WRITTEN PROBLEM> Tally the lines in the material below that contain the string "shrub", treating uppercase and lowercase as different, and give only the resulting number.

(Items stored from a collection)
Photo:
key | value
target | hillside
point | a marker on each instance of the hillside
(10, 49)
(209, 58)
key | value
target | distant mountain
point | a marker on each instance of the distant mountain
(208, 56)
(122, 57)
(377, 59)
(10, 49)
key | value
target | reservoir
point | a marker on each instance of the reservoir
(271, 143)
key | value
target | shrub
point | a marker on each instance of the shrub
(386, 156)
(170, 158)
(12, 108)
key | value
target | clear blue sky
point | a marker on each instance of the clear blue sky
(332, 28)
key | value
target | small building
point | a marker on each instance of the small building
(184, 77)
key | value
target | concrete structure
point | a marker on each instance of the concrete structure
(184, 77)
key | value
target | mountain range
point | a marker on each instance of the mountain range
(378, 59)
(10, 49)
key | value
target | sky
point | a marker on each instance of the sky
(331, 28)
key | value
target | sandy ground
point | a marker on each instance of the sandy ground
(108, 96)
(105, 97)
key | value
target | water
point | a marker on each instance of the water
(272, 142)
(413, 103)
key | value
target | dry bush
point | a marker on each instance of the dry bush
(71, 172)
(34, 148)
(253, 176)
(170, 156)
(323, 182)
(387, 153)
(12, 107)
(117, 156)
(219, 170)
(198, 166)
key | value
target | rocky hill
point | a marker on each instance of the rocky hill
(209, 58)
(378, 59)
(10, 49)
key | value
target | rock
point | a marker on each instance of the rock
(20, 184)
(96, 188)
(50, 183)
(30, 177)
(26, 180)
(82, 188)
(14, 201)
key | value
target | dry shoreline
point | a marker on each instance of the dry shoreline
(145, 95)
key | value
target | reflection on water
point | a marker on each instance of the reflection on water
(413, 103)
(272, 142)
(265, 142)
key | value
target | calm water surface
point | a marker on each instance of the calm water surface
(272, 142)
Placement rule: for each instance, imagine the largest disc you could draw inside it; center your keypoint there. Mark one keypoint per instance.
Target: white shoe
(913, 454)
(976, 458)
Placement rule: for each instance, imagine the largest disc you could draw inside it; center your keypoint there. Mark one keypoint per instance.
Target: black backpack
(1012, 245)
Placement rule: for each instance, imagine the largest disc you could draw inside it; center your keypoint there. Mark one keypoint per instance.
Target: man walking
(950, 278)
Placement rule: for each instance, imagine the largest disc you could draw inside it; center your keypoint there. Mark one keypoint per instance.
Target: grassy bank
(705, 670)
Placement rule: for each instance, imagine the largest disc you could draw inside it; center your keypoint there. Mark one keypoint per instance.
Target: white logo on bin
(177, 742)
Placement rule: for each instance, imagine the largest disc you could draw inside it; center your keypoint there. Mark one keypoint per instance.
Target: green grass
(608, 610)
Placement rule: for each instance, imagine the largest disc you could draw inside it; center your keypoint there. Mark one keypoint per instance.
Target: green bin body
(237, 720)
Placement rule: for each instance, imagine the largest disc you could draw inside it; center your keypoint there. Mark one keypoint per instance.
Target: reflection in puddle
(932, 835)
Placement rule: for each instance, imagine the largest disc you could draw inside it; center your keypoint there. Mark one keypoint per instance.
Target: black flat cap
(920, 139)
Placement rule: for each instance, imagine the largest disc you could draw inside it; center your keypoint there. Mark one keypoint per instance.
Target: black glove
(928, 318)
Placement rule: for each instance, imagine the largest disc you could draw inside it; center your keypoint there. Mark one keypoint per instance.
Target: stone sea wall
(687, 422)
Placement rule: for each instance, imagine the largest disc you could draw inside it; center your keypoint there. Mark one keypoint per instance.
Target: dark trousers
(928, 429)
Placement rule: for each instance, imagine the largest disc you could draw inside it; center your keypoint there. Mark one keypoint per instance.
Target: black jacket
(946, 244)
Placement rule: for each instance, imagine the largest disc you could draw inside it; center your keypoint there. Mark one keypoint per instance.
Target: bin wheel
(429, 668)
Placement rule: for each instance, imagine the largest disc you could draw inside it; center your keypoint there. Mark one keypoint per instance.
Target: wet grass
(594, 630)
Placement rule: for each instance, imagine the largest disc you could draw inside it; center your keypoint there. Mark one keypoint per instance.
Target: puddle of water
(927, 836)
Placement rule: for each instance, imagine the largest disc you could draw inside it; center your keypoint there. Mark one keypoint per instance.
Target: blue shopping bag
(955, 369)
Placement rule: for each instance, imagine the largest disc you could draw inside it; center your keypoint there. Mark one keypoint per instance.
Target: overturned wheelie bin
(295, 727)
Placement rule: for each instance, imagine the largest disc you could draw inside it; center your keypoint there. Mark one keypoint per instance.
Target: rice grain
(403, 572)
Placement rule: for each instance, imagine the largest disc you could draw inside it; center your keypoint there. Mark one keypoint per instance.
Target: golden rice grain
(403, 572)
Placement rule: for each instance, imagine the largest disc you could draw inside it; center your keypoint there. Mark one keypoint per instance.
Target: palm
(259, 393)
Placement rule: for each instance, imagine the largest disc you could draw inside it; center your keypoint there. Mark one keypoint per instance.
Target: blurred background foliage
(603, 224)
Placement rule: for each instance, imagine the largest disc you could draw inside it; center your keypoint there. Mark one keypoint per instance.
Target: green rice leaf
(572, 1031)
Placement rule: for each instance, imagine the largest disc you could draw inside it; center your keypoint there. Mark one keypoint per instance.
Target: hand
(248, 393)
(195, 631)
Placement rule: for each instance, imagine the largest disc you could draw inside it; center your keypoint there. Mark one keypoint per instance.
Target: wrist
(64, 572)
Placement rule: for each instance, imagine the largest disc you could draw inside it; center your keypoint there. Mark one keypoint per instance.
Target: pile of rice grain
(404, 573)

REPLY> 2